Matthew Ryan Smith
In what way did your experience at The Department of Visual Arts at Western impact you & your career path?
My time in the department impacted me in many ways, probably too many to list here. In addition to my academic training, I was able to hone and develop my teaching and communication skills by leading several courses as an instructor. To date, I’ve taught at Western, OCAD, the Haliburton School of the Arts, and, currently, in the Department of Visual Studies at the University of Toronto, Mississauga. I also had the opportunity to curate exhibitions at University College and the McIntosh Gallery. Under the supervision of Professor Patrick Mahon, McIntosh Gallery curator Catherine Elliot Shaw, and my advisor Dr. Sarah Bassnett translates into exhibitions I’ve curated at Scotiabank Nuit Blanche, Toronto, the Art Gallery of Ontario, the Glenhyrst Art Gallery of Brant, and elsewhere. I wrote a number of articles and essays that were published in academic journals and magazines. Research and writing remains elemental to my current academic and curatorial practice. Yet, perhaps most importantly, I made friends, contacts, and relationships that I maintain to this day, and which have led to professional opportunities in curating, writing, and so on. I was a Ph.D. student in the department for four years. It was the most important thing in my life, and will always remain an important part of who I am.
How have you been contributing to your community following your experience at Western?

Record set:
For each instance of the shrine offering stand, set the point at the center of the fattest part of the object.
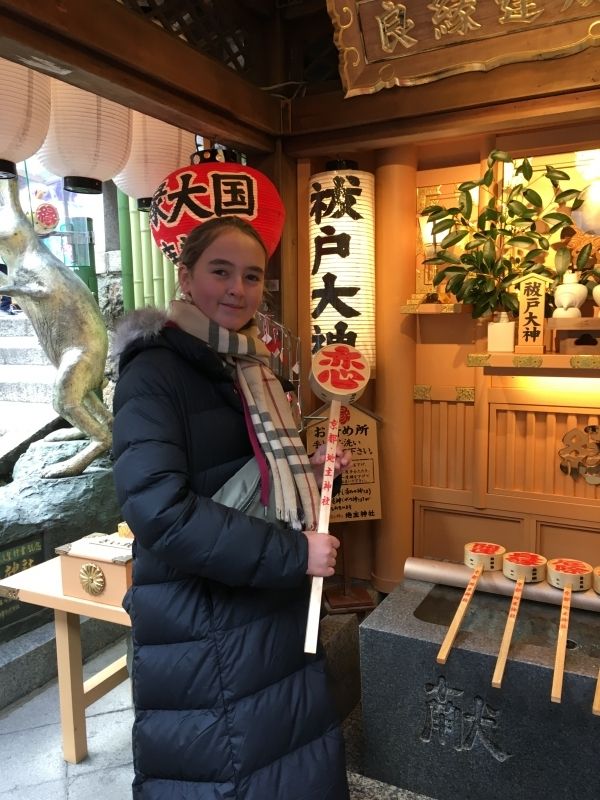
(41, 585)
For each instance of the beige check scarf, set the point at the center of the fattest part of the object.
(296, 493)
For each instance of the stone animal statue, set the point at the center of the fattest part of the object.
(70, 328)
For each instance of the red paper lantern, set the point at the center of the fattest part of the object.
(194, 194)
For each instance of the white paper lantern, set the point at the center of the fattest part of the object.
(157, 149)
(88, 140)
(25, 104)
(342, 258)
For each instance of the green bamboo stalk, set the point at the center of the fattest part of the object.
(146, 240)
(158, 275)
(169, 276)
(125, 246)
(136, 254)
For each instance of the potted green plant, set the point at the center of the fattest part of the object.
(485, 246)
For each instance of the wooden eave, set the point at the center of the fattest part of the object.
(509, 99)
(106, 49)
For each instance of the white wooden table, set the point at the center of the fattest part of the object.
(41, 586)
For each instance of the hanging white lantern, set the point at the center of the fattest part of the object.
(342, 258)
(88, 140)
(25, 104)
(157, 149)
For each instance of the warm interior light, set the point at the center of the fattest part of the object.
(563, 390)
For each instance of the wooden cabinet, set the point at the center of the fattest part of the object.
(489, 432)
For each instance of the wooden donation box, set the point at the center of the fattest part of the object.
(96, 567)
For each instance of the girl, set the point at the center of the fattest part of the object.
(227, 704)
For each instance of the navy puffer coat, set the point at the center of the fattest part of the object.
(227, 705)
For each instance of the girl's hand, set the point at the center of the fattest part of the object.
(322, 554)
(343, 460)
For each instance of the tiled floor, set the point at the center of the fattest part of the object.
(32, 766)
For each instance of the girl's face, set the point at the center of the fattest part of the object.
(226, 283)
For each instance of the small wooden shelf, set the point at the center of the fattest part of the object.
(436, 308)
(518, 362)
(573, 323)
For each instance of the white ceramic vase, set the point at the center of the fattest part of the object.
(569, 296)
(501, 333)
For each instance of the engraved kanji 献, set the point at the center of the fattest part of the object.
(448, 724)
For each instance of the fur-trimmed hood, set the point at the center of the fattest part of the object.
(144, 324)
(149, 328)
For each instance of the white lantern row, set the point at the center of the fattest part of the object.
(157, 149)
(88, 140)
(342, 259)
(83, 138)
(25, 104)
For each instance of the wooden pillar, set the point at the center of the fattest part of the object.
(395, 237)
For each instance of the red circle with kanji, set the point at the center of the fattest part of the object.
(192, 195)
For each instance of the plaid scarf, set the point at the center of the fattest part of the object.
(296, 493)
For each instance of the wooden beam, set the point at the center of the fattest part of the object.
(530, 95)
(106, 49)
(578, 109)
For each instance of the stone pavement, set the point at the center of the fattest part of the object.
(32, 766)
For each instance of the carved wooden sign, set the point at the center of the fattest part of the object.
(532, 295)
(383, 43)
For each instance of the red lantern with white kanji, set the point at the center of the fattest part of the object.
(192, 195)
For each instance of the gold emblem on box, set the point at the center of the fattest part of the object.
(92, 579)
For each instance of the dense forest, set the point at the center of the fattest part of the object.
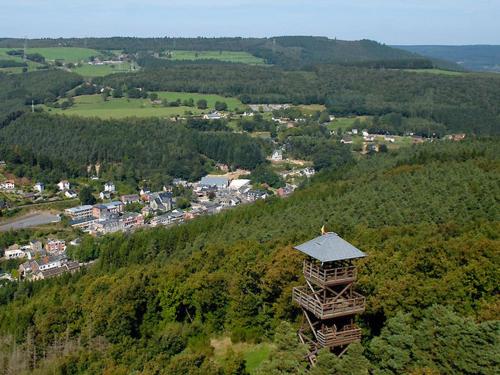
(286, 51)
(48, 148)
(465, 103)
(427, 216)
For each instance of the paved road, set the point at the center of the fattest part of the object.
(31, 220)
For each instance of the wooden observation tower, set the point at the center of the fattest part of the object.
(328, 301)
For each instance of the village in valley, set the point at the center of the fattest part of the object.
(110, 208)
(45, 258)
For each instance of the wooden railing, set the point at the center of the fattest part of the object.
(329, 308)
(331, 338)
(329, 276)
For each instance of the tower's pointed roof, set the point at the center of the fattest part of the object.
(330, 247)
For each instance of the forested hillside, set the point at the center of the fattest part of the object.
(483, 58)
(465, 103)
(286, 51)
(427, 216)
(41, 146)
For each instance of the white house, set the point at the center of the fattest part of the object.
(105, 195)
(8, 185)
(63, 185)
(240, 183)
(70, 194)
(219, 182)
(40, 187)
(109, 187)
(212, 116)
(14, 252)
(277, 155)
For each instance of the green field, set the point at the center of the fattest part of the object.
(3, 56)
(345, 123)
(232, 103)
(94, 106)
(68, 54)
(87, 70)
(255, 356)
(230, 56)
(436, 71)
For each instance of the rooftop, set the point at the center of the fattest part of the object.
(330, 247)
(79, 208)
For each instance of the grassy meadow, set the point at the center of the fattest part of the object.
(89, 71)
(68, 54)
(230, 56)
(95, 106)
(345, 123)
(436, 71)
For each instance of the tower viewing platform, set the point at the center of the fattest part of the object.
(328, 300)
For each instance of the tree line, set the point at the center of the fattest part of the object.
(426, 216)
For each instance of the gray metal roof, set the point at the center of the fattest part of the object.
(329, 247)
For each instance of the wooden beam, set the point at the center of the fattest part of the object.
(342, 291)
(310, 323)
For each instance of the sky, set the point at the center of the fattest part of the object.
(452, 22)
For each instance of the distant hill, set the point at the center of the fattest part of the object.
(286, 51)
(482, 58)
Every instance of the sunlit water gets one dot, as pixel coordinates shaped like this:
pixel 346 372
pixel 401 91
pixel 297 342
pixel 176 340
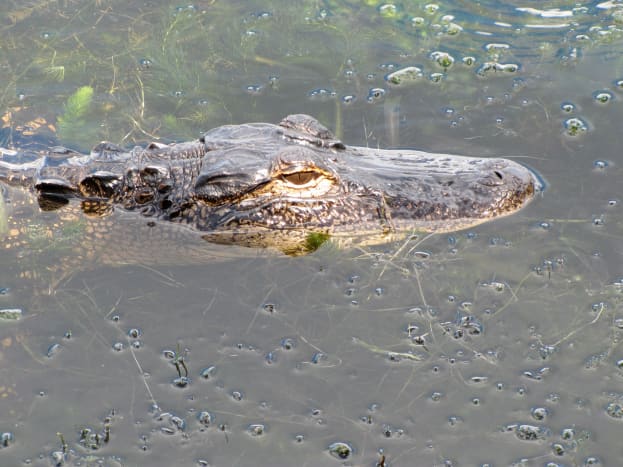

What is being asked: From the Matthew Ryan Smith interview, list every institution where he says he has taught.

Output of the task:
- Western
- OCAD
- the Haliburton School of the Arts
- the University of Toronto, Mississauga (Department of Visual Studies)